• EXERCISE DESCRIPTION
Find the line with "Each instance of the lake" in the records below. Copy it and every line after it, up to and including the line with "Each instance of the navy".

• DATASET EXTRACT
»»
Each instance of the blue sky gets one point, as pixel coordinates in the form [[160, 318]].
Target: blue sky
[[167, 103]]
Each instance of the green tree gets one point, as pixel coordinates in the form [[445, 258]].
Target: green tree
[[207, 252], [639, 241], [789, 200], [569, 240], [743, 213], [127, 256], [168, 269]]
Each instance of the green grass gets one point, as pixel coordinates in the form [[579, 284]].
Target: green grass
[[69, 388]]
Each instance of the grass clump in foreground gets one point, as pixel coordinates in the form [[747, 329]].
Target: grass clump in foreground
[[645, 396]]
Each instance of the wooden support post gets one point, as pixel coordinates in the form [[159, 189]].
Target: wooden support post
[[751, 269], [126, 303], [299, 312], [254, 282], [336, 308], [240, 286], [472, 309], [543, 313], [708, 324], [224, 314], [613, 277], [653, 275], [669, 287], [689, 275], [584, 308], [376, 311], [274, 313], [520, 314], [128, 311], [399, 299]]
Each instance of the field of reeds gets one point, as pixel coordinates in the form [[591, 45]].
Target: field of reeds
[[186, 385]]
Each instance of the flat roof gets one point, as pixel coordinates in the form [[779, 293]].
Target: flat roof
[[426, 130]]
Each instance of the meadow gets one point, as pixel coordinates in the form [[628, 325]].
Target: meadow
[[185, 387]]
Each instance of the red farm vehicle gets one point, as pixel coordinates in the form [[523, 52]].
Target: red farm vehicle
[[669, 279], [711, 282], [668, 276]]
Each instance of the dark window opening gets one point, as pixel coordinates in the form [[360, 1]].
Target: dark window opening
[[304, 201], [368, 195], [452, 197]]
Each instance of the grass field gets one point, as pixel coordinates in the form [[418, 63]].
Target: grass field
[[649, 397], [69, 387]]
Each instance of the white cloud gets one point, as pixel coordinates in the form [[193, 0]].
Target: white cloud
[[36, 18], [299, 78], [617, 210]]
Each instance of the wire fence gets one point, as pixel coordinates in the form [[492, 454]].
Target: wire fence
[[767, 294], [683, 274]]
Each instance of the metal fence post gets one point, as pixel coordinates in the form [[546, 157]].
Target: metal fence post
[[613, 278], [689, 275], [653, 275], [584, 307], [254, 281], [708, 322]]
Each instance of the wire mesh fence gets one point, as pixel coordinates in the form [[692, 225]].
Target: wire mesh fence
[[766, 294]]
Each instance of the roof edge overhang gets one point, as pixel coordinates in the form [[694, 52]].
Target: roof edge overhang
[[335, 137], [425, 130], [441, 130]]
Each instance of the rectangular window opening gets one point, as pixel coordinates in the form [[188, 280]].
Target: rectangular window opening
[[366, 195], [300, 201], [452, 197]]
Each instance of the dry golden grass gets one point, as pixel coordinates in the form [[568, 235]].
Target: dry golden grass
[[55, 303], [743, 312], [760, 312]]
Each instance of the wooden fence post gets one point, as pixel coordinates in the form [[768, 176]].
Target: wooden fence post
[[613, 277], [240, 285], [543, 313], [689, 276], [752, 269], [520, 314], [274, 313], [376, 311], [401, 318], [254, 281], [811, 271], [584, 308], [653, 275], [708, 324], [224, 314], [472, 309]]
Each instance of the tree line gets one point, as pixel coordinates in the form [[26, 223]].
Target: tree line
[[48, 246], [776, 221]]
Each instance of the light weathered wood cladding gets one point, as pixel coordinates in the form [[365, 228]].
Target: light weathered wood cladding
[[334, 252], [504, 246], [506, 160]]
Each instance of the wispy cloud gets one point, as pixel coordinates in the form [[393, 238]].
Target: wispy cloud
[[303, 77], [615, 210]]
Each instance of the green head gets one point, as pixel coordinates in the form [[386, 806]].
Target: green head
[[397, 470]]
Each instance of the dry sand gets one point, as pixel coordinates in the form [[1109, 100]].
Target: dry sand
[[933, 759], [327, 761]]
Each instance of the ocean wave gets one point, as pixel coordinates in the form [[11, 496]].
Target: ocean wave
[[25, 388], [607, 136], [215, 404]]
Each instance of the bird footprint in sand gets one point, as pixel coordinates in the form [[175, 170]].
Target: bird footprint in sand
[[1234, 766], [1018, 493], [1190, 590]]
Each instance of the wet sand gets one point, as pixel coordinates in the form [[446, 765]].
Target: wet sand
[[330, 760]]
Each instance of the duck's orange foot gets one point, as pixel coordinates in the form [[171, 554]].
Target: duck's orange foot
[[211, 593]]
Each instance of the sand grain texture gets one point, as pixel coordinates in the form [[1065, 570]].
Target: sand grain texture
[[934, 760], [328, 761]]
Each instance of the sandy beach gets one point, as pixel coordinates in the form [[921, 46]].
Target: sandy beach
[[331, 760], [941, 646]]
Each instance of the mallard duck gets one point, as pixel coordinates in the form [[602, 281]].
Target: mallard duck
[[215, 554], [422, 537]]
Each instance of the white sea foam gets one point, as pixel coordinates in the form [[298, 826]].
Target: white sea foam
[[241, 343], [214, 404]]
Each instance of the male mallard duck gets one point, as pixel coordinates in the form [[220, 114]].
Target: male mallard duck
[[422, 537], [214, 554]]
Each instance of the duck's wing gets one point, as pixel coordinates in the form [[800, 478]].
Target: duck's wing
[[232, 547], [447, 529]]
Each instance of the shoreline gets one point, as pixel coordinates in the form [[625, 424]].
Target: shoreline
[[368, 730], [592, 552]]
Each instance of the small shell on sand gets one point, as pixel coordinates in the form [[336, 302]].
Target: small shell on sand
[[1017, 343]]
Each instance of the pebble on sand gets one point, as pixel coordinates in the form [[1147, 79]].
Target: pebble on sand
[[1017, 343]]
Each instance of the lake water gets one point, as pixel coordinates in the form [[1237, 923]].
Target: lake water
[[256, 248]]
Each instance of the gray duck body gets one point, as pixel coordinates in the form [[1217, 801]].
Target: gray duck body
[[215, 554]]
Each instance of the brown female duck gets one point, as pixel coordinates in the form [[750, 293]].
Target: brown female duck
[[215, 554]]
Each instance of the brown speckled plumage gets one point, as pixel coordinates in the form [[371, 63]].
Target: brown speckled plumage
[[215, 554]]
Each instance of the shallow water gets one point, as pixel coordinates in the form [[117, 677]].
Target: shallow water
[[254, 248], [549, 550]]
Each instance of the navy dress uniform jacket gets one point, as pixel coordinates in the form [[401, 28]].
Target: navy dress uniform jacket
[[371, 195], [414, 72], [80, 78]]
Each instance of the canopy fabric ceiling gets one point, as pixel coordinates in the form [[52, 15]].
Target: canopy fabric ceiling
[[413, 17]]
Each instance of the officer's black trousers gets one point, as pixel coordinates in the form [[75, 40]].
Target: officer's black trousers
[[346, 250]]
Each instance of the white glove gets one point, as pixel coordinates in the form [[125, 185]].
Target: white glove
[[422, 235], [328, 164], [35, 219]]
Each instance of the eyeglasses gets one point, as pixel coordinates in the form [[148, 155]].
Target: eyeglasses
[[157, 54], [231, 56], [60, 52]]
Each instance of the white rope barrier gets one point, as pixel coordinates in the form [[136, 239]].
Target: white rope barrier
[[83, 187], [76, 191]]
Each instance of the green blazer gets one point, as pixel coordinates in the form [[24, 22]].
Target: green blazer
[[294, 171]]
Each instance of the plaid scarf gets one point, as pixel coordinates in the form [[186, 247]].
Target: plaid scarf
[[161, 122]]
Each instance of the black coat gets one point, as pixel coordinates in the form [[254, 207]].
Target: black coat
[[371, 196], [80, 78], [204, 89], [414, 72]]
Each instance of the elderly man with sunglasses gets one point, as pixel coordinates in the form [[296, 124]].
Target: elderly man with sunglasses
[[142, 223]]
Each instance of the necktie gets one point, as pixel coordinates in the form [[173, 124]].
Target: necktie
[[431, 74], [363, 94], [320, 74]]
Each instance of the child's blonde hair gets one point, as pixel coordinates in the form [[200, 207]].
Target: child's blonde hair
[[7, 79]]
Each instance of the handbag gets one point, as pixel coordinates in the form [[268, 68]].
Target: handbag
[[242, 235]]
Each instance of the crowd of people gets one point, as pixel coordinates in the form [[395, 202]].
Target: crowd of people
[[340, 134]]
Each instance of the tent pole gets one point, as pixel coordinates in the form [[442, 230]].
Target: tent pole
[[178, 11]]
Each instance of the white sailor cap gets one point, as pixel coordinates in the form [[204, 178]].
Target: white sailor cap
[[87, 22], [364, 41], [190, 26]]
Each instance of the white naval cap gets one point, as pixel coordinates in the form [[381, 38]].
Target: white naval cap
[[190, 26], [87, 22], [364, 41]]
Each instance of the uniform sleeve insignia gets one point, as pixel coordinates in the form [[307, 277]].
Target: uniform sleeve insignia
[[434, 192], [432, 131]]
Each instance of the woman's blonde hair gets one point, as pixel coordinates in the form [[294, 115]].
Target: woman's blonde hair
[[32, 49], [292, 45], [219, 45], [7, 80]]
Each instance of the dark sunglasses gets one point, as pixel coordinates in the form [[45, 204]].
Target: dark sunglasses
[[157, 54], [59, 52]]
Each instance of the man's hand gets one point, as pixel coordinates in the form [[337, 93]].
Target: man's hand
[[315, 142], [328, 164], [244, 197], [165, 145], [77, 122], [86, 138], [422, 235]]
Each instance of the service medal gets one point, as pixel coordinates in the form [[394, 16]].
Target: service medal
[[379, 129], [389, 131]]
««
• SOLVED PROBLEM
Each instance of the lake water gets one point, as pixel coordinates in the form [[1237, 923]].
Target: lake water
[[256, 248]]
Each instance of the gray duck body gets one point, as pixel coordinates in the form [[1217, 801]].
Target: gray duck body
[[215, 554]]
Each instance of the brown female duck gets one point, as pixel coordinates in the form [[750, 293]].
Target: brown female duck
[[215, 554]]
Each instance of the brown speckled plumage gets one point, as pixel coordinates in the form [[371, 63]].
Target: brown speckled plumage
[[215, 554]]
Each instance of the shallow water gets one point, as pixel coordinates in the form [[117, 677]].
Target: shallow water
[[254, 248], [549, 550]]
Each instance of the navy dress uniform jacket gets one point, as pixel coordinates in the form [[401, 28]].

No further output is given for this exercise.